▶ What you have to do: Every line of the entries below from the one containing "Task: point out each instance of the boulder" to the one containing "Task: point out each instance of the weathered", both ends included, must be written out exactly. No other line belongs in the answer.

:: Dataset

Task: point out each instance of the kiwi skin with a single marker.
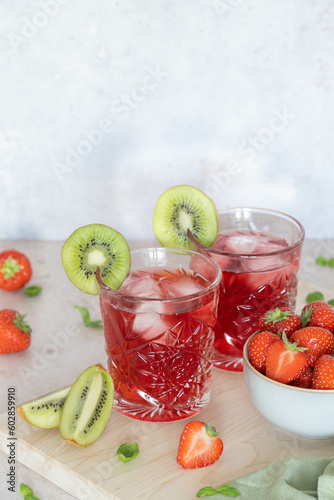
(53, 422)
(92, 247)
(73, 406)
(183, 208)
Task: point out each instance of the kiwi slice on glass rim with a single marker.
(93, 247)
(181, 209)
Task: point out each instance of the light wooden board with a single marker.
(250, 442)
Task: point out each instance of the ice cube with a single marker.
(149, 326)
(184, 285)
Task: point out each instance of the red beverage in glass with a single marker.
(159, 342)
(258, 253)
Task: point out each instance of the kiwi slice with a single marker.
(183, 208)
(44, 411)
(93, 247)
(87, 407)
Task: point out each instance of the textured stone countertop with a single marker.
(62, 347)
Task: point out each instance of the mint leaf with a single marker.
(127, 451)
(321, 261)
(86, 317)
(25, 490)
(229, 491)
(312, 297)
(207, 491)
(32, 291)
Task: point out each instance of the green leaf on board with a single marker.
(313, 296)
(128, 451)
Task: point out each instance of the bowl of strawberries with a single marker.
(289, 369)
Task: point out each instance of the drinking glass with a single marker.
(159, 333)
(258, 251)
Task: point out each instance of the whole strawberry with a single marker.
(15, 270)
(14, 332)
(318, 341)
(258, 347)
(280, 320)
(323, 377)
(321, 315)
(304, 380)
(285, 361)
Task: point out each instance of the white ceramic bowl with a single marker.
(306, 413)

::::
:: Dataset

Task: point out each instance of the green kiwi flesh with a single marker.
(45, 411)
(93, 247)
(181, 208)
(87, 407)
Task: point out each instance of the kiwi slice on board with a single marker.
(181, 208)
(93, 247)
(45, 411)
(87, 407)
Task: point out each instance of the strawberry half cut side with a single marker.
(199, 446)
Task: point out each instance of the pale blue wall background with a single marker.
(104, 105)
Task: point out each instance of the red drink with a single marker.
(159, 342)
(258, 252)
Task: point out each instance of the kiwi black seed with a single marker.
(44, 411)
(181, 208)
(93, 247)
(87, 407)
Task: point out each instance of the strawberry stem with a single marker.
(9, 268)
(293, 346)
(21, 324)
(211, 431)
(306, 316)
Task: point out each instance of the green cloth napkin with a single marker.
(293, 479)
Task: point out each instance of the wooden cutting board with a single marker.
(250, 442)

::::
:: Dataset

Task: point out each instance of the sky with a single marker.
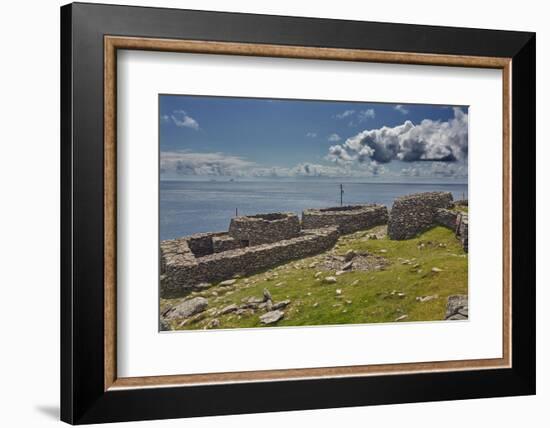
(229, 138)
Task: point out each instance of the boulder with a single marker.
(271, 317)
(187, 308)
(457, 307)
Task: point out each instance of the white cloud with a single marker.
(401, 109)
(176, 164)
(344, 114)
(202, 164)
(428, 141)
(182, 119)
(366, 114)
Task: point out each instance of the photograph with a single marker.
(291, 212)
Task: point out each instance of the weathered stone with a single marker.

::::

▶ Written answer:
Task: point out each instance of the boulder with a single marker.
(271, 317)
(187, 308)
(457, 307)
Task: point out each instance of the white cloud with a single marker.
(401, 109)
(176, 164)
(344, 114)
(202, 164)
(428, 141)
(182, 119)
(366, 114)
Task: point out each instance of the photograph with a single marker.
(291, 212)
Task: point out each instance of the weathered stone with a single marker.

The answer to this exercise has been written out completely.